::: Kutipan Pilihan :::

MAS WACHID DAN JALAN SUNYI
Penulis: Ning Evi Ghozaly
Entah sudah berapa kali air mata saya tumpah. Bayang wajah Mas Wachid selalu berkelebat. Saya membaca fatihah, tenang sebentar, tak lama teringat lagi. Apalagi di WA masih banyak yang mengucapkan dukacita atau membagi foto kenangan bersama kakak ke 5 saya ini.
Tadi siang, ada sahabat mengirim link youtube yang menayangkan prosesi pemakaman Mas Wachid. Mata saya nanar menatap pelayat yang meluber hingga ke jalan. Para guru kyai, habaib, santri, pedagang, seniman dan petani, tumpah berbaur. Kendaraan hanya bisa parkir di lapangan, dan menuju lokasi harus dengan berjalan kaki. Saat keranda mulai diangkat, jamaah berebut untuk sekedar bisa menyentuhnya. Semendal, sangat.
Menurut Yai Omar, salah satu pengurus Rampak Naong yang menghandle prosesi memandikan, mengafani hingga menyolatkan Mas Wachid, jamaah yang hadir melaksanakan sholat jenazah dan tahlil mencapai 20 gelombang. Terus bergantian masuk masjid, sampai adzan Dhuhur. Yai Omar menghubungi saya setelah tahu saya adik Mas Wachid. Memang, saya jarang bercerita tentang keluarga Malang, maka wajar banyak yang kaget ketika tahu saya adik Mas Wachid. Termasuk Yai Omar, yang telah lama satu group dengan saya dalam Ikatan Keluarga NU.
Saya pun baru ngeh kalau Mas Wachid menjadi pembina Rampak Naong, komunitas warga Madura Malang. Sejak Lembaga Pemasyarakatan Lowokwaru membuat divisi pesantren dan Mas Wachid diserahi amanah mengembangkan, Rampak Naong lah yang membantu, “Gus Wachid mengajak kami Ning Evi, karena orang Madura kan pasti NU”, kata Yai Omar.
::
Mas Wachid memang unik. Grapyak, ramah, pemberani dan tak segan menjadi berbeda. Sabahatnya sangat banyak, dari berbagai profesi, bermacam organisasi dan beragam model.
Nama aslinya Abdul Wachid Mudzakkir Ghozaly. Dikenal dengan nama Gus Wachid Arema. Entah dari mana asal julukan itu. Yang jelas, bukan karena dia keturunan Raden Wijaya atau pinter ilmu agama. Enggak sama sekali.
Mungkin, karena para pemain bola dari club Arema sering bertemu Mas Wachid untuk sekedar ngobrol sambil mengaji tipis-tipis. Mas Wachid juga rutin mengisi Pengajian Sore di Arema TV dan roadshow Arema Bershalawat. Bahkan tiap mau bertanding, Mas Wachid berdoa dari tribun VVIP. Saya pernah melihat video Mas Wachid memimpin parade kuda mengelilingi lapangan sebelum Arema berlaga. Saat saya tanya, apa yang panjenengan baca dari atas kuda Mas?

::: Data Mentah :::

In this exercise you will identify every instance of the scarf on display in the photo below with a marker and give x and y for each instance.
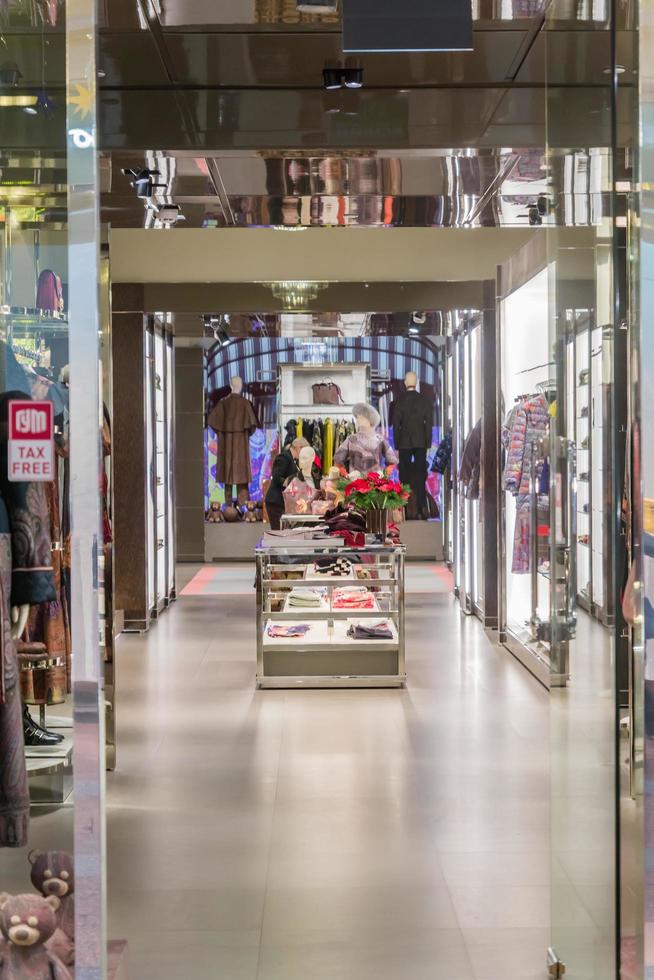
(370, 631)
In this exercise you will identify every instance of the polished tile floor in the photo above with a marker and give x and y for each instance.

:::

(Soal Latihan 1) Tolong tuliskan ulang bagian tulisan tentang Mas Wachid, dari "Nama aslinya Abdul" sampai dengan "atas kuda Mas?", tanpa mengubah satu kata pun.
(Soal Latihan 2)
Jawab pertanyaan di bawah ini dari tulisan tentang Mas Wachid, dengan tanda huruf yang sama pada tiap jawaban.
(a) Menurut Yai Omar, berapa gelombang jamaah yang melaksanakan sholat jenazah dan tahlil?
(b) Apa nama asli Mas Wachid?
(c) Dari mana Mas Wachid berdoa setiap kali Arema akan bertanding?

(Hasil 1)
Nama aslinya Abdul Wachid Mudzakkir Ghozaly. Dikenal dengan nama Gus Wachid Arema. Entah dari mana asal julukan itu. Yang jelas, bukan karena dia keturunan Raden Wijaya atau pinter ilmu agama. Enggak sama sekali.
Mungkin, karena para pemain bola dari club Arema sering bertemu Mas Wachid untuk sekedar ngobrol sambil mengaji tipis-tipis. Mas Wachid juga rutin mengisi Pengajian Sore di Arema TV dan roadshow Arema Bershalawat. Bahkan tiap mau bertanding, Mas Wachid berdoa dari tribun VVIP. Saya pernah melihat video Mas Wachid memimpin parade kuda mengelilingi lapangan sebelum Arema berlaga. Saat saya tanya, apa yang panjenengan baca dari atas kuda Mas?

(Hasil 2)
(a) 20 gelombang.
(b) Abdul Wachid Mudzakkir Ghozaly.
(c) Dari tribun VVIP.